### EXERCISE GOAL
Each of the lines from the one that contains "find dark cloud" to the end of the entries below should be output exactly.

==============================

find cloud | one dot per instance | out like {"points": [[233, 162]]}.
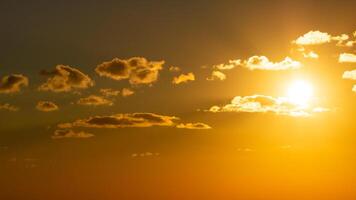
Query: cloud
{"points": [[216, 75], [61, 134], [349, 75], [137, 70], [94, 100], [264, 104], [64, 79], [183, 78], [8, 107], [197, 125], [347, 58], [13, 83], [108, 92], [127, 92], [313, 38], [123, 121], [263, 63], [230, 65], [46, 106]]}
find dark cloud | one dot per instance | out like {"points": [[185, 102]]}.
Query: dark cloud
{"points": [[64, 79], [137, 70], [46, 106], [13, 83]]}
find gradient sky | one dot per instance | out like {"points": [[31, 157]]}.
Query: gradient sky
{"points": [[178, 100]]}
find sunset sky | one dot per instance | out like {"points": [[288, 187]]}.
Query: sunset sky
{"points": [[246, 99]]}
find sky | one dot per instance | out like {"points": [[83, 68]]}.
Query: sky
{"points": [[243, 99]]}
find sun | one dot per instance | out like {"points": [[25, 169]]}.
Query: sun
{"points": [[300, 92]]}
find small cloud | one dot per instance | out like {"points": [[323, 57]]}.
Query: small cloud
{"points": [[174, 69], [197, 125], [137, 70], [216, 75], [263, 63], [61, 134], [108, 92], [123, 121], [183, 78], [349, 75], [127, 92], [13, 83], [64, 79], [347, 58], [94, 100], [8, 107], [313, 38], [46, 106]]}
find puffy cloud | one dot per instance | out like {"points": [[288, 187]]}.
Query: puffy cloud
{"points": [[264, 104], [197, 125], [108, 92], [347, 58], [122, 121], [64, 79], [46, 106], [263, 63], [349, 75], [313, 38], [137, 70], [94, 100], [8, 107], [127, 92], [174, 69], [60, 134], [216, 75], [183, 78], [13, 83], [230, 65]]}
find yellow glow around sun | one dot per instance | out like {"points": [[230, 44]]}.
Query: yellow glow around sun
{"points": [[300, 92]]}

==============================

### SOLUTION FOR THIS EXERCISE
find dark cloud | one dot per instance | out like {"points": [[185, 102]]}.
Query: dark cloud
{"points": [[64, 79], [137, 70], [46, 106], [13, 83]]}
find gradient sky | one dot per instance | out like {"points": [[31, 157]]}.
Query: gradient sky
{"points": [[178, 100]]}
find sunset sky | one dot per instance | out like {"points": [[288, 187]]}.
Query: sunset sky
{"points": [[246, 99]]}
find sky | one dot per instance | out like {"points": [[83, 68]]}.
Query: sky
{"points": [[243, 99]]}
find sun | one dot per instance | out like {"points": [[25, 169]]}.
Query: sun
{"points": [[300, 92]]}
find small cloud | one dot per instance | out like {"points": [[323, 57]]}.
Query: small cloud
{"points": [[174, 69], [197, 125], [137, 70], [216, 75], [263, 63], [61, 134], [108, 92], [123, 121], [183, 78], [349, 75], [127, 92], [13, 83], [64, 79], [347, 58], [94, 100], [8, 107], [313, 38], [46, 106]]}
find puffy cloud | one dot per instance | out like {"points": [[288, 187]]}.
Query: puffy cloud
{"points": [[264, 104], [197, 125], [108, 92], [347, 58], [122, 121], [64, 79], [46, 106], [263, 63], [349, 75], [313, 38], [137, 70], [94, 100], [8, 107], [127, 92], [174, 69], [60, 134], [216, 75], [183, 78], [13, 83], [230, 65]]}
find yellow glow around sun | one dot per instance | out like {"points": [[230, 44]]}.
Query: yellow glow around sun
{"points": [[300, 92]]}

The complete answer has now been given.